# Text segment:
↓↓↓

It's not hard to give operational semantics to this language,
I leave it as an exercise.

------------------------------------------------------------

There is another point of view for the control stack, we can
treat it as function compositions, that is:

  F::S = F o S

the key advantage of this view is that now the operational
sematics rules become tail-recursions with functions as the
second argument. For instance, the evaluation rules for
addition now look like

--------------------------------------------------
  (S, e1+e2) -> ((\lambda x.x+e2) o S, e1)

--------------------------------------------------
  (S, v1+e2) -> ((\lambda x.v1+x) o S, e2)

--------------------------------------------------
  (S, v1+v2) -> (S, v)                              (where v=v1+v2)

plus the normal stack application rule:

--------------------------------------------------
  (S, v) -> (., S(v))

the function argument S is called a continuation.

↑↑↑

# Problems to work on:
1 - In the passage on control stacks, what is the function argument S called?
2 - Does each statement agree with the passage on control stacks? Answer yes or no for each and quote the deciding words.
(a) The control stack can be viewed as a composition of functions.
(b) The author writes out the full operational semantics for the language.
(c) In the composition view, the rules become tail-recursions with functions as the first argument.
3 - Write the next part of the passage on control stacks, starting after its final sentence.
The entries have no connection to the passage on control stacks.

# Excerpted data:

↓↓↓

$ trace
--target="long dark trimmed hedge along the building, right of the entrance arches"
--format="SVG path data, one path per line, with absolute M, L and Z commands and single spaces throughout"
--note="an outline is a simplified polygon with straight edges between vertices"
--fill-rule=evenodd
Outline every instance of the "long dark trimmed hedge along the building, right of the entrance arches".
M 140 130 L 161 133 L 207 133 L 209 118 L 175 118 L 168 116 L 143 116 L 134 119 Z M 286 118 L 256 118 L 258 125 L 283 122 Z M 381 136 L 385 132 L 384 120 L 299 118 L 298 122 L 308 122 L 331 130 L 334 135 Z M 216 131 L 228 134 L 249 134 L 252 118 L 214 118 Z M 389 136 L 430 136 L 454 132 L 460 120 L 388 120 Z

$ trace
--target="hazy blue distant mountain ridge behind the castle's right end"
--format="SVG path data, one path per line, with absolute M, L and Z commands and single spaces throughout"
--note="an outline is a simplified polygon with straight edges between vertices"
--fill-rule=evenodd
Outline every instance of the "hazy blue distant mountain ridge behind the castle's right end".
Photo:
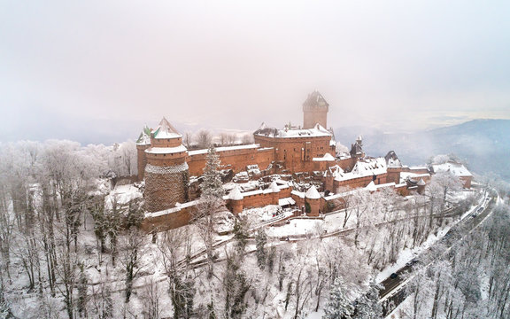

↑↑↑
↓↓↓

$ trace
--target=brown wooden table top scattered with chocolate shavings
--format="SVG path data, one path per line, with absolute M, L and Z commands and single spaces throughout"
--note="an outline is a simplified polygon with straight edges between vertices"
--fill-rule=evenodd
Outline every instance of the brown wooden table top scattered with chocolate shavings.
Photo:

↑↑↑
↓↓↓

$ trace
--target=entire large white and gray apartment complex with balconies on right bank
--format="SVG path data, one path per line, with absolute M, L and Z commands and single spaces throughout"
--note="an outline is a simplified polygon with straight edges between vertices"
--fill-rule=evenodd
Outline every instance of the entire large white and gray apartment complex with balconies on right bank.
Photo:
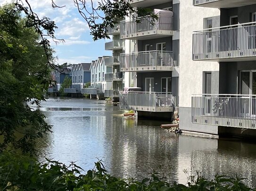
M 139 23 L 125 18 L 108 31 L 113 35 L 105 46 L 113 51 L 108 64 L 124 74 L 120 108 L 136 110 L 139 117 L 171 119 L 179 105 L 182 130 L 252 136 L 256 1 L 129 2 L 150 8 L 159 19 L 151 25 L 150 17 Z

↑↑↑

# Solved tasks:
1 - A continuation.

2 -
(a) Yes: "we can treat it as function compositions"
(b) No: "I leave it as an exercise."
(c) No: "tail-recursions with functions as the second argument"

3 -
Continuations have many nice properties which make it a powerful
programming abstraction, both from theoretial and practical point of
views. But what makes a continuation interesting is that we can
make it a 1-class object by introducing it into the language.
Let's extend our language with continuations:

  v -> n | cont(S)
  e -> v 
     | e+e 
     | callcc (\lambda k.e) 
     | appcc e e

The callcc(\lambda k.e) expression marks the current continuation
with k and passes it to e; and the expression appcc e1 e2 takes
a continuation e1 and calls it with the argument e2. Also note
that we have a new value cons(S), it's worth remarking that
S is a captured control stack and is only shown in the evalution
rules (as we'll see in the next) so we don't bother to define
S in the surface syntax. Also note that in the standard literature
on continuations, the appcc is often called "throw e1 e2",
however, I prefer to use the current syntax in order to
leave the latter syntax to exceptions.

First, let's give the static semantics to continuations. Here
is the type definitions:

  T -> Int | Cont (T)
  
where Cont(T) is the type of some continuation. With this
in mind, we give the typing rules (for continuation-related):

  G |- S: T
------------------------------------
  G |- cont(S): Cont(T)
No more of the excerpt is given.